### PROBLEM TO SOLVE
Scan the records below and say how many lines include the word "white", giving no other text.

Records from a dataset:
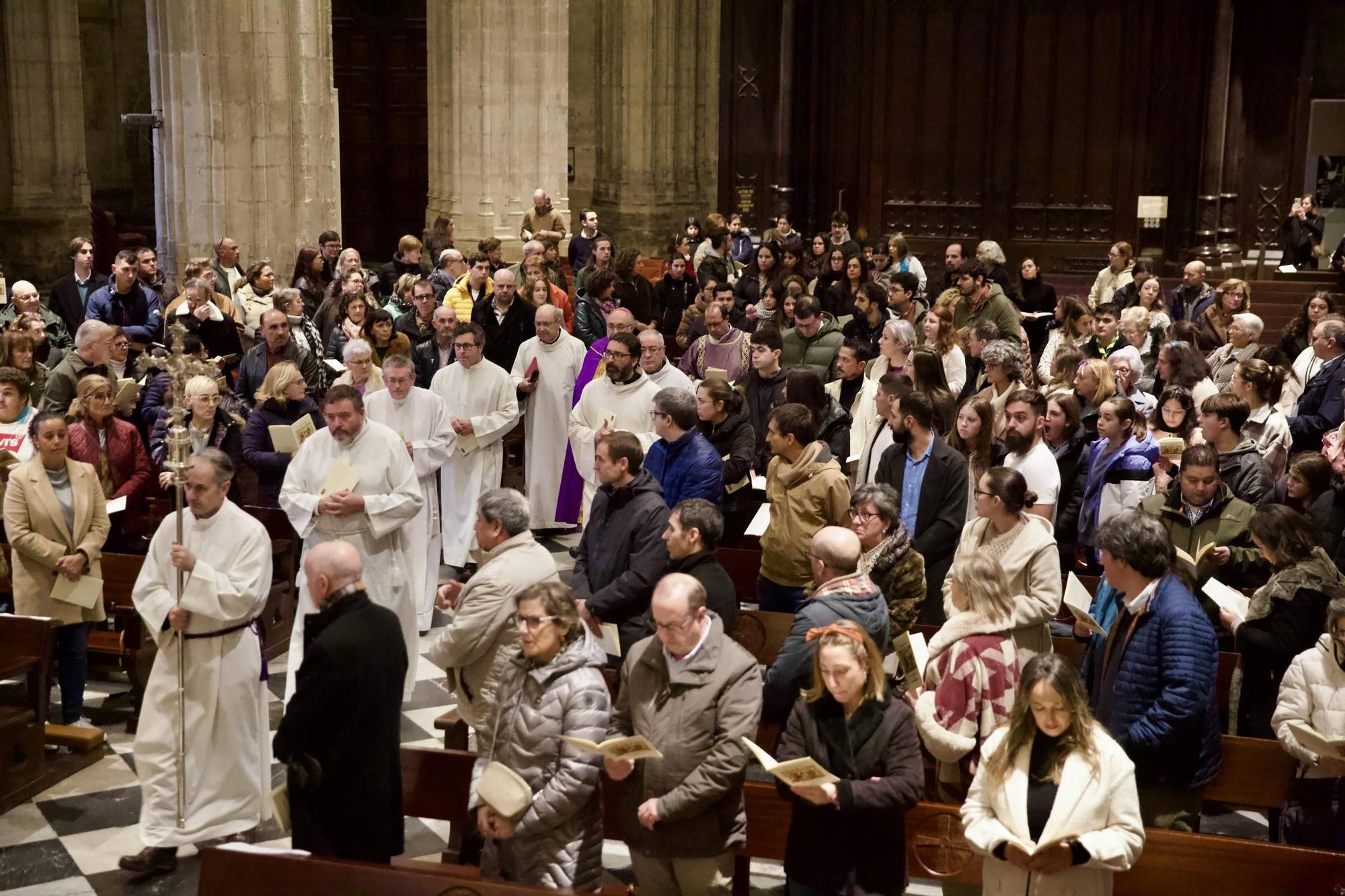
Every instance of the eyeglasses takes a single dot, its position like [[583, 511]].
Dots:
[[673, 627], [531, 623]]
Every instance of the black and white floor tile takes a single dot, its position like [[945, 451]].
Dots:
[[68, 840]]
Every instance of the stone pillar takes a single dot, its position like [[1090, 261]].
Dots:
[[658, 118], [49, 189], [249, 142], [498, 115]]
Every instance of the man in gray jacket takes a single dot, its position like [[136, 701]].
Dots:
[[695, 693], [509, 560]]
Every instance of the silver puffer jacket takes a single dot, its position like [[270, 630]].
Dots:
[[559, 841]]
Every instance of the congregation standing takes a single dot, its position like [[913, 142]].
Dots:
[[923, 448]]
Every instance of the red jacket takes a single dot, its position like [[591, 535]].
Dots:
[[132, 473]]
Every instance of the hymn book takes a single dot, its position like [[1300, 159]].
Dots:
[[289, 438], [913, 655], [1316, 741], [1227, 598], [85, 592], [341, 477], [633, 747], [804, 771], [1078, 600]]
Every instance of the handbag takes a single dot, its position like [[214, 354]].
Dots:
[[501, 787]]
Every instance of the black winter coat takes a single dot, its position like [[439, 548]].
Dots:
[[341, 735], [622, 555], [736, 443], [849, 848], [720, 594]]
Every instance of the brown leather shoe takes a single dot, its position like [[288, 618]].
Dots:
[[151, 860]]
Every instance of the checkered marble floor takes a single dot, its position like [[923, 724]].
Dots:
[[68, 840]]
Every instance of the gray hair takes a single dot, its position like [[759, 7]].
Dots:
[[884, 499], [1007, 354], [509, 506], [1139, 540], [356, 348], [677, 404], [1252, 323], [903, 333], [221, 463], [992, 251], [1335, 612], [91, 331]]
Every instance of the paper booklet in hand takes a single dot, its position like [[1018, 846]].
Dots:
[[913, 654], [85, 592], [1078, 600], [804, 771], [341, 477], [1316, 741], [1200, 555], [1227, 598], [289, 438], [633, 747]]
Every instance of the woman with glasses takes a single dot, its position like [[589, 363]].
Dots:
[[114, 448], [852, 723], [888, 556], [1026, 546], [361, 370], [551, 686], [1309, 698], [208, 425]]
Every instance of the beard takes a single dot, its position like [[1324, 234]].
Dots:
[[1016, 443]]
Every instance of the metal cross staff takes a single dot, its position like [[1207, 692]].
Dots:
[[181, 369]]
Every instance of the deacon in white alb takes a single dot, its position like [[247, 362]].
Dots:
[[419, 417], [654, 362], [482, 407], [227, 556], [372, 516], [547, 412], [623, 399]]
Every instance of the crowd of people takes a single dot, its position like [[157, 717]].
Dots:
[[911, 446]]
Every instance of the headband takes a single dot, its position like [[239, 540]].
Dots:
[[835, 628]]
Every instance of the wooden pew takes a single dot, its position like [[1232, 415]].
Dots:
[[225, 872], [26, 650], [435, 786]]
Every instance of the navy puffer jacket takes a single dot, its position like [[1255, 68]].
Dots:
[[689, 467], [1161, 704]]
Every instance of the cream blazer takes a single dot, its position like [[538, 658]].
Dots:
[[38, 537], [1098, 809]]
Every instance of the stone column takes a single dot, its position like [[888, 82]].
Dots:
[[658, 118], [498, 115], [249, 142], [49, 189]]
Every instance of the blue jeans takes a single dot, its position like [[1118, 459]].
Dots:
[[777, 598], [73, 669]]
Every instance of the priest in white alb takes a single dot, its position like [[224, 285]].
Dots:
[[482, 408], [225, 556], [354, 482], [623, 399], [545, 370], [419, 417]]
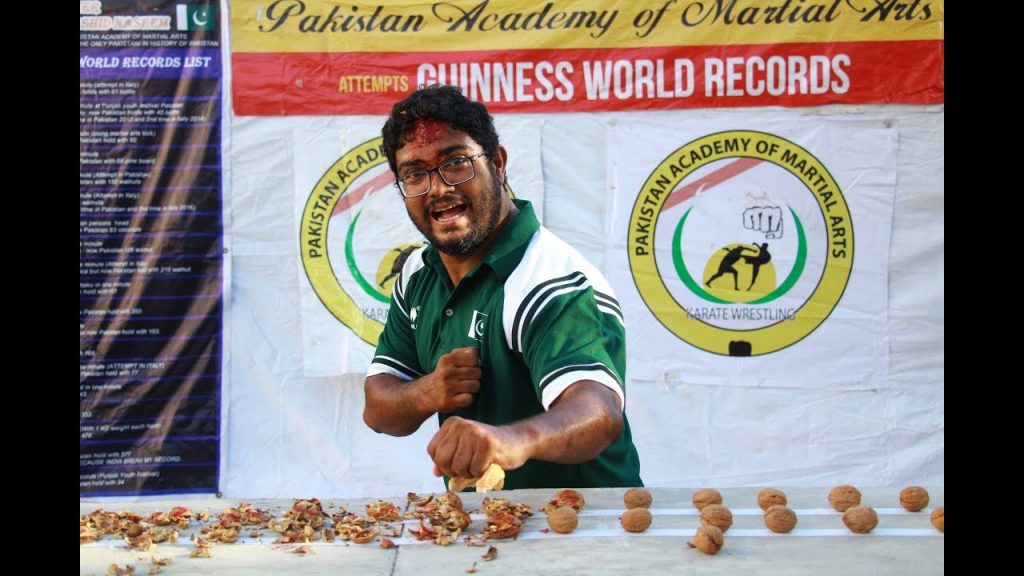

### RESPONSE TO THIS TASK
3